Questions to answer.
[1] Answer these questions about the article on the CMS health insurance rules:
(a) Starting with which policy year does the rate review threshold rise to 15%?
(b) To how many options does the new rule expand the essential health benefits?
(c) In what year does the states' power to determine essential health benefits take effect?
[2] In the article on the CMS health insurance rules, rename "essential health benefits" as "core health benefits" in the part that opens with the words containing "The move will" and closes with "the benchmark plan.", and write out that part with the change.
[3] Write what comes next in the article on the CMS health insurance rules, starting after its last sentence.

Excerpt.
↓
The Centers for Medicare and Medicaid Services (CMS) has released its final rules on giving states more power to regulate individual and small group health insurance markets.

The new rules are part of the Trump administration’s effort to dismantle the Affordable Care Act after numerous GOP efforts to repeal the law failed in 2017.

The rules give states more control over which essential health benefits plans must offer, scrap rules that require all rate hikes to be reviewed by regulators, and allow exchanges to grant more waivers for having to purchase health coverage.

The move will have varying effects depending on the state, but the end result will mean more lax regulation of the ACA for individual and small group plans.

 

Power to the states

The new regulations allow states to determine which essential health benefits individual and small group plans must offer, effective 2020.

Plans will still have to offer the 10 essential health benefits required by ACA, such as maternity care or mental health coverage, but a new rule expands the essential health benefits to 50 options, allowing states to “build their own set of benefits” that could become the benchmark plan.

 

Rate hike reviews scaled back

Currently, insurers that plan to increase rates by more than 10% are required to submit the change for review with regulators. That threshold increases to 15% starting with the 2019 policy year.

 

More ways to avoid individual mandate penalty

If an individual lives in a county with no or one insurer offering coverage on the individual exchanges, they will be allowed to forgo the penalty for not being insured this year.
↑
Entries provided.
↓
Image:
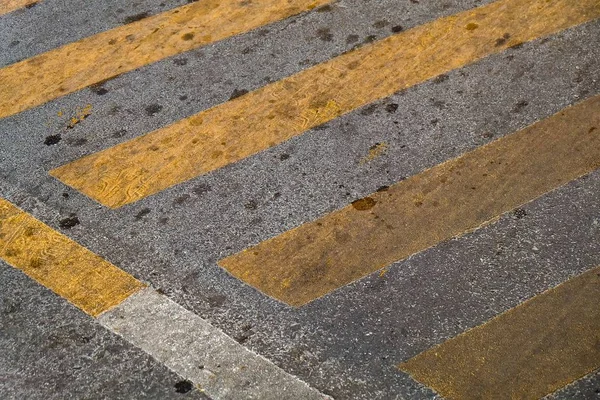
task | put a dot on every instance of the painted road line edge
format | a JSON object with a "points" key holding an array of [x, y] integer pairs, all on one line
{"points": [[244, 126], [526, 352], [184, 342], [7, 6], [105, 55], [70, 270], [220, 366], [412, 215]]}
↑
↓
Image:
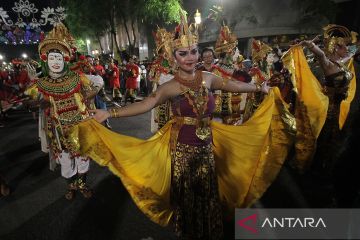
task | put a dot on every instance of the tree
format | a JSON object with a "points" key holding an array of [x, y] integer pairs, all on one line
↑
Answers by task.
[1]
(a) The 2019 policy year.
(b) 50 options.
(c) 2020.

[2]
The move will have varying effects depending on the state, but the end result will mean more lax regulation of the ACA for individual and small group plans.

 

Power to the states

The new regulations allow states to determine which core health benefits individual and small group plans must offer, effective 2020.

Plans will still have to offer the 10 core health benefits required by ACA, such as maternity care or mental health coverage, but a new rule expands the core health benefits to 50 options, allowing states to “build their own set of benefits” that could become the benchmark plan.

[3]
Another carve-out has been made in circumstances when the only insurance available covers abortions and the procedure is against an individual’s belief. In that case, they don’t have to pay the penalty for not buying insurance.

These provisions are only for 2018, as the individual mandate has been repealed for 2019 onwards.

 

Promoting innovation

The new rules also eliminate standardized options from marketplaces and will instead allow insurers to innovate. Standardized options currently include cost-sharing structures and benefit designs, so it will be easier to shop for coverage.

The new rule will allow insurers to think outside the box when it comes to how the plans are offered to people buying coverage on exchanges.

 

Reducing regulatory burden with looser MLRs

The new regulations also have loosened medical loss ratio (MLR) requirements, which under the ACA means that insurers have to spend 80% of premium on medical care rather than on other overhead.

Under the new rule, the CMS will also allow states to adjust the MLR standard for the individual market, if the state can prove a lower standard could help stabilize the market.